▶ [TEXT PROVIDED]:
CCOB Women Newsletter

An Encouraging Word from Carol Eskaros

Hello ladies,

We pray you are well!  

For this month’s encouragement, we pray you are blessed by the following devotional written by long-time friend of CCOB and the Women’s Ministry, Carol Eskaros.  It is part of a five-day devotional, which can be found by clicking here.

We also invite you to join the Women’s Bible Study (for more information and to register, click here) or you are welcome to join us for a one-time study on April 26 (10 am and 7 pm), when we welcome Carol back for a special message in the book of Ruth.

With much love in Christ,

The Women’s Ministry of CCOB


From the outside, she looked fine. But her X-rays revealed a far different story. Our 15-year-old had severe scoliosis, a curvature of her spine that affected her rib cage and posture, and that would make leading a normal life nearly impossible. The X-ray revealed that she needed surgery, and soon.

As with our daughter's scoliosis, sometimes the very worst conditions are the ones few people ever see. Sometimes our bitterness makes leading a healthy, godly life nearly impossible.

On the outside, the waters at Marah looked fine, but there was something wrong with that water, something that only God could fix. God, whose name is Jehovah Rapha, our healer, devises an unexpected way to heal that water. In verse 25, He shows Moses a tree, and when Moses casts the tree into the water, the water is made sweet.

▶ [ENTRIES SUPPLIED]:
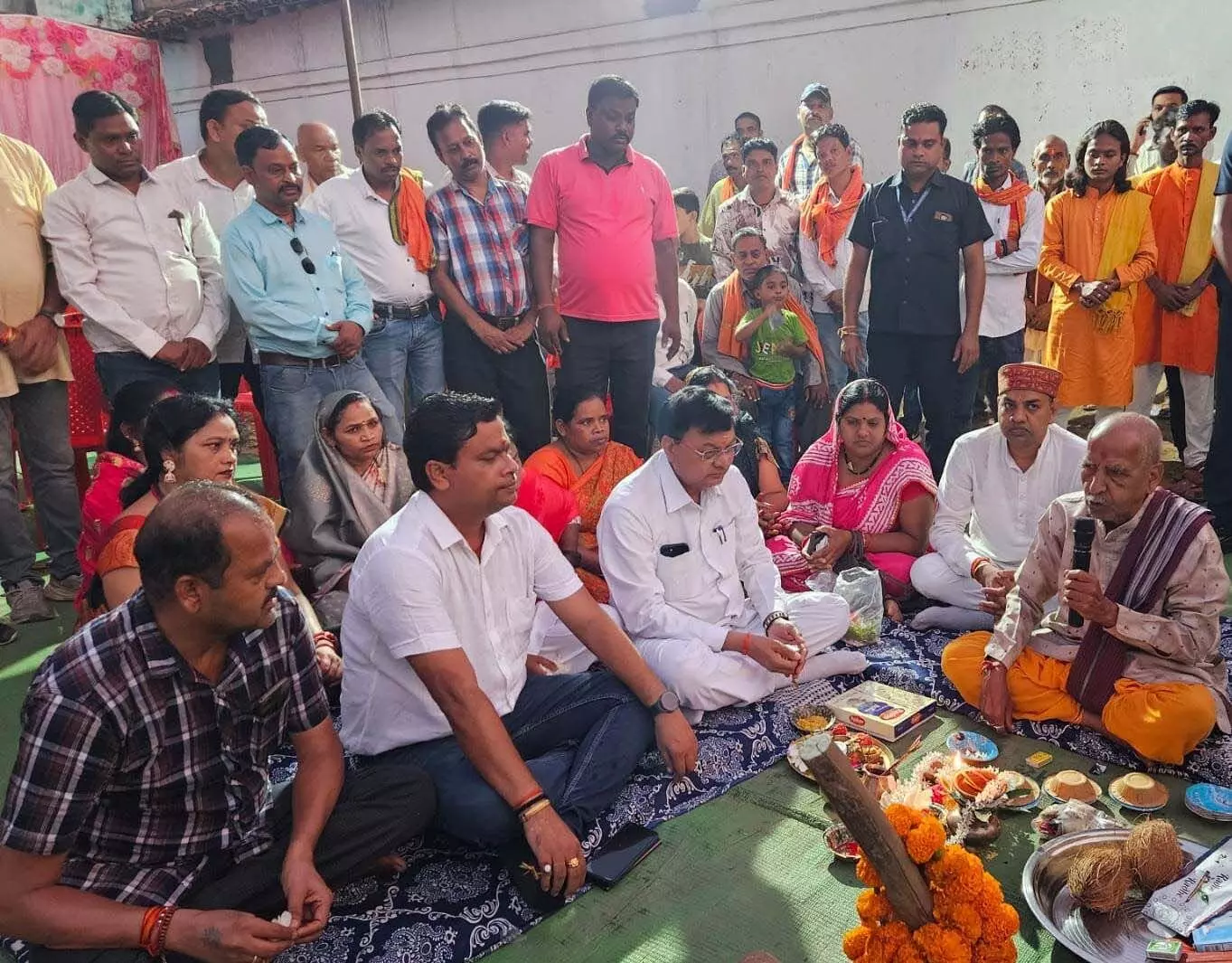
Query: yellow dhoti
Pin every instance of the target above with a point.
(1161, 722)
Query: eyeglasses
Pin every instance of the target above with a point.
(306, 263)
(711, 454)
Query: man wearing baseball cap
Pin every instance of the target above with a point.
(798, 169)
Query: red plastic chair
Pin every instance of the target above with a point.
(270, 484)
(88, 404)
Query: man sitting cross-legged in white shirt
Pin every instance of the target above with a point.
(692, 580)
(997, 485)
(437, 631)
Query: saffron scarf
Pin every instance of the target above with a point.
(408, 220)
(1013, 195)
(1125, 224)
(789, 165)
(1164, 533)
(736, 307)
(827, 222)
(814, 481)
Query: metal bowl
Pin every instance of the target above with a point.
(1116, 938)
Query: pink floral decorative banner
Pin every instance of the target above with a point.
(46, 63)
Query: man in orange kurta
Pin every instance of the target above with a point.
(1177, 316)
(1098, 247)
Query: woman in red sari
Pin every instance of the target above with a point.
(586, 460)
(119, 463)
(868, 487)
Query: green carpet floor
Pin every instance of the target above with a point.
(750, 871)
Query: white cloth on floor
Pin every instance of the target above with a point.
(708, 680)
(552, 639)
(954, 619)
(933, 577)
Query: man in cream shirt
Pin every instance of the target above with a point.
(33, 397)
(997, 485)
(692, 581)
(136, 258)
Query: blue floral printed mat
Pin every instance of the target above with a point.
(455, 904)
(912, 660)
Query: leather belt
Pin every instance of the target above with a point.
(400, 312)
(503, 323)
(274, 358)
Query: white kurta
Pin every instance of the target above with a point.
(679, 606)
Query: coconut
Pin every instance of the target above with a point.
(1154, 854)
(1100, 878)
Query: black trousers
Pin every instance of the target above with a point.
(518, 382)
(945, 396)
(617, 358)
(380, 807)
(1218, 460)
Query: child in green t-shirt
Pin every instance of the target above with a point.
(776, 338)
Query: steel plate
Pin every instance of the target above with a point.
(1119, 938)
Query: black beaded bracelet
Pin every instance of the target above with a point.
(529, 803)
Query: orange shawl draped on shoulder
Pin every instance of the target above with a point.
(789, 165)
(735, 307)
(825, 222)
(591, 488)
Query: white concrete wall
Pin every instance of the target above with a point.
(1058, 65)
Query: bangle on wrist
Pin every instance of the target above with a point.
(773, 618)
(155, 928)
(535, 807)
(532, 798)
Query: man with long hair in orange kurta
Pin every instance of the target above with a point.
(1098, 247)
(1177, 317)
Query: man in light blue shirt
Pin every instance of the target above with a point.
(305, 304)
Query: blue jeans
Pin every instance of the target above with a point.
(776, 423)
(41, 413)
(837, 373)
(292, 393)
(406, 352)
(580, 735)
(118, 369)
(659, 399)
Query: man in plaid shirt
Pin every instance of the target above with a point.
(142, 777)
(478, 226)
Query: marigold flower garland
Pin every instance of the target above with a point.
(971, 920)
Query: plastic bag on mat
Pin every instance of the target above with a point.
(861, 590)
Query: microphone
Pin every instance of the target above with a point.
(1085, 534)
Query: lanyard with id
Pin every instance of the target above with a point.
(908, 214)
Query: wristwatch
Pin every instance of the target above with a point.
(667, 703)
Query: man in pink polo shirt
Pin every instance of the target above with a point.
(616, 221)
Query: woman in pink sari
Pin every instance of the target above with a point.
(868, 487)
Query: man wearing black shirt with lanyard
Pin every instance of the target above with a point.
(913, 227)
(1218, 460)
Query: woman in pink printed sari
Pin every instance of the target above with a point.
(868, 487)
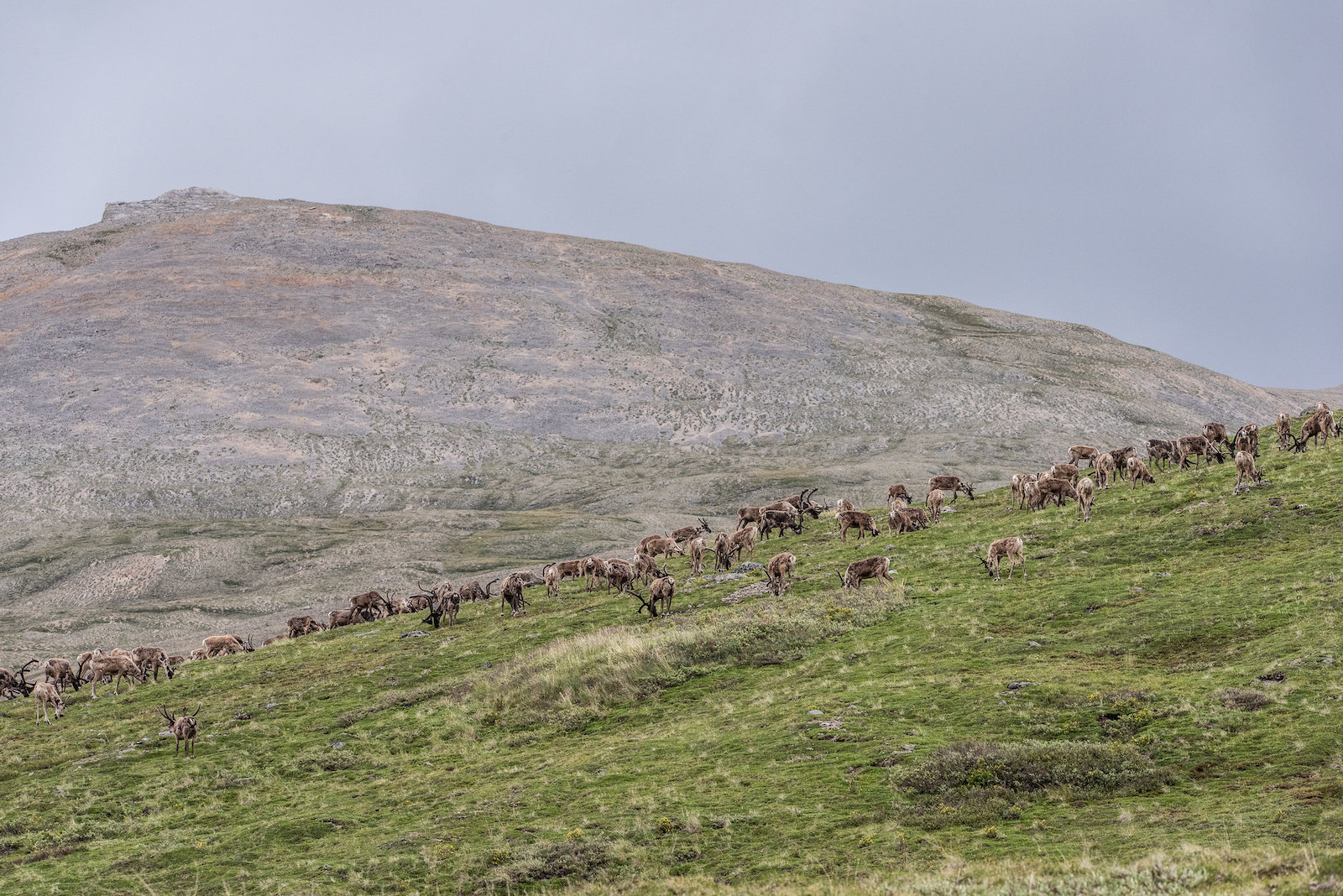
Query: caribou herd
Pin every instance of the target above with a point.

▶ [WHAT NEEDS TO BE DONE]:
Answer these questions from the newsletter:
1. On what date will Carol Eskaros give a special message in the book of Ruth?
2. How old was the daughter who had severe scoliosis?
3. What did Moses cast into the water at Marah?

▶ [TASK SOLUTION]:
1. April 26 (10 am and 7 pm)
2. 15 years old
3. A tree